___ AVAILABLE DATA

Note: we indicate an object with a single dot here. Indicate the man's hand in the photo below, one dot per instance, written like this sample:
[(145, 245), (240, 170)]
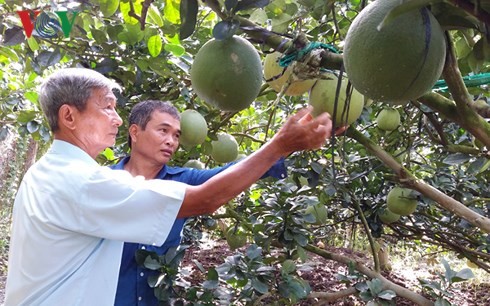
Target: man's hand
[(303, 132)]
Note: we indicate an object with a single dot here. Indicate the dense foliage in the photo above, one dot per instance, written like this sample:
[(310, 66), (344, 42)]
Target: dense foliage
[(440, 149)]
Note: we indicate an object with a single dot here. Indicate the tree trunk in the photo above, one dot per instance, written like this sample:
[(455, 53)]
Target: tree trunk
[(31, 154)]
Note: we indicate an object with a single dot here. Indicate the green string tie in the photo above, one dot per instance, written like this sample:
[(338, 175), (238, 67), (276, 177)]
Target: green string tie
[(469, 81), (287, 59)]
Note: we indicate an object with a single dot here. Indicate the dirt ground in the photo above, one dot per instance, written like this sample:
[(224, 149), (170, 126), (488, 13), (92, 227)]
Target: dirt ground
[(322, 277)]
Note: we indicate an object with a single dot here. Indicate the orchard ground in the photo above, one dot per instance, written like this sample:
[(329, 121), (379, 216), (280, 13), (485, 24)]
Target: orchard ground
[(408, 265)]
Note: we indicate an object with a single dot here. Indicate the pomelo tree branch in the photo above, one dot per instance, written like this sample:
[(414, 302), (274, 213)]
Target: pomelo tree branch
[(470, 8), (408, 179), (467, 117), (387, 284)]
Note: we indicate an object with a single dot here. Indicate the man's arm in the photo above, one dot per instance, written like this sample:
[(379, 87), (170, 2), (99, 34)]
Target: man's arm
[(296, 134)]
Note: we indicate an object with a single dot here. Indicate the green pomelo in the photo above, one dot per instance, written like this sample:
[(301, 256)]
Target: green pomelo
[(400, 62), (387, 217), (401, 201), (225, 149), (319, 211), (272, 69), (227, 73), (322, 97), (194, 128), (388, 119), (194, 163)]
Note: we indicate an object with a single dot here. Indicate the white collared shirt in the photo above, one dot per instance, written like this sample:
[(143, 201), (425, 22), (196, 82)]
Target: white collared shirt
[(70, 219)]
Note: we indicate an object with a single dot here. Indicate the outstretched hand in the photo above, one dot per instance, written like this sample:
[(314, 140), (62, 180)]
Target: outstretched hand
[(303, 132)]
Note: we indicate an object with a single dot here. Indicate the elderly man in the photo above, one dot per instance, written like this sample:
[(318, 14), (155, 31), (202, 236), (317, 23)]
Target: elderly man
[(72, 215)]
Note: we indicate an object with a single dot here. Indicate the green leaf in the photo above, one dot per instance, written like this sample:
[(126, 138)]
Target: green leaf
[(366, 296), (125, 8), (26, 116), (281, 23), (31, 96), (155, 15), (32, 126), (375, 286), (259, 286), (230, 4), (442, 302), (456, 159), (462, 275), (32, 42), (155, 45), (253, 251), (210, 284), (248, 4), (225, 29), (212, 274), (48, 58), (171, 12), (4, 133), (188, 15), (108, 7), (176, 50), (288, 266), (132, 34), (99, 36)]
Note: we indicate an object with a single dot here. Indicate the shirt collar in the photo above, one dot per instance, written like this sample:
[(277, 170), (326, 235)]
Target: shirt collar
[(166, 170), (71, 151)]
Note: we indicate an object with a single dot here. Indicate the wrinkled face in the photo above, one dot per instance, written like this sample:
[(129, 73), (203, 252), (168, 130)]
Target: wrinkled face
[(97, 125), (160, 139)]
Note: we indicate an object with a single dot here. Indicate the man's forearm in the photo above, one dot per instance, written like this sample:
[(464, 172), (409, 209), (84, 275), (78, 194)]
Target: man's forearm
[(223, 187)]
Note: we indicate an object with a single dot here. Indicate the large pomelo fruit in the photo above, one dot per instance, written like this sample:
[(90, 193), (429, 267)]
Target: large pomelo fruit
[(401, 201), (227, 73), (194, 128), (400, 62), (225, 149), (272, 69), (322, 97), (388, 119)]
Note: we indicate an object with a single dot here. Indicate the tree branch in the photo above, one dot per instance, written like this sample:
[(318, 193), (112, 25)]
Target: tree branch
[(470, 8), (408, 179), (387, 284)]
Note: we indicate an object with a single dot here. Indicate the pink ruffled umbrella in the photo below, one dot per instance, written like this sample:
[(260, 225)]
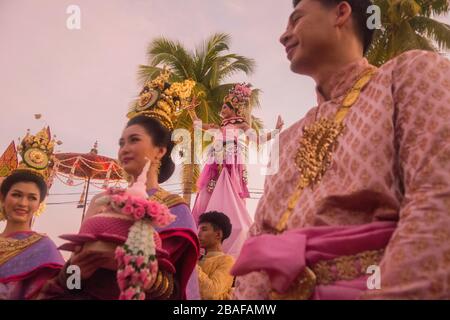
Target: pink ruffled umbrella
[(91, 168)]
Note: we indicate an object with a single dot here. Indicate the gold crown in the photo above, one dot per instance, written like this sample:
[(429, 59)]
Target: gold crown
[(239, 97), (37, 152), (162, 100)]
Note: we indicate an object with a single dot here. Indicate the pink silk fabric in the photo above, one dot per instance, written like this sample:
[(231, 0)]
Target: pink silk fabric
[(283, 257), (391, 163)]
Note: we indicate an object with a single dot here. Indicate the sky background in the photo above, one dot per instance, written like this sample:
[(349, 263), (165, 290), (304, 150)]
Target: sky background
[(82, 81)]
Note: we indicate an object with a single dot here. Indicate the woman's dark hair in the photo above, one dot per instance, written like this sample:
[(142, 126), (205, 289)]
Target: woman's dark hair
[(24, 176), (161, 137), (359, 14), (219, 221)]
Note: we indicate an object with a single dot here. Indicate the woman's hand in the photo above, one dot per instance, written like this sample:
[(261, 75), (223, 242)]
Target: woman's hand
[(191, 109), (280, 124)]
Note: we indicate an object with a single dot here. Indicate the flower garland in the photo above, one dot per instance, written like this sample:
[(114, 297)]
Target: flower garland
[(136, 259)]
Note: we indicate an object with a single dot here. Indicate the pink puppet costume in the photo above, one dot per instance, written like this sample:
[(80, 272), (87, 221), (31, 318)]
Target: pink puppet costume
[(223, 181)]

______

# [PROBLEM STATEMENT]
Can you repeat, word for word, every line above from the one containing "Indicate the shirt" down to the one containing "Indicate the large", including both?

# [RESULT OF THE EXERCISE]
Note: we indicate an object with a single dot here. Indicate the shirt collar in the photo above, one dot per instance, written like this sample:
[(277, 170), (326, 235)]
Target: shirt collar
[(166, 170), (71, 151)]
Note: we indicate an object with a single dot here. Indicate the wrinkled face in the photo above, one dot per instance, written like this sample:
[(129, 73), (203, 252), (168, 130)]
Target: wrinkled face
[(97, 125), (160, 139)]
Note: we indicate an object with a single dot here. Indicate the man's forearm in the photo above, one dot per instance, written like this sample:
[(464, 172), (409, 209), (84, 275), (78, 194)]
Target: man's forearm
[(223, 187)]
Note: we indicate an object with a single dot here. Indicate the large pomelo fruit in the photo above, one dot per instance, written like this sample:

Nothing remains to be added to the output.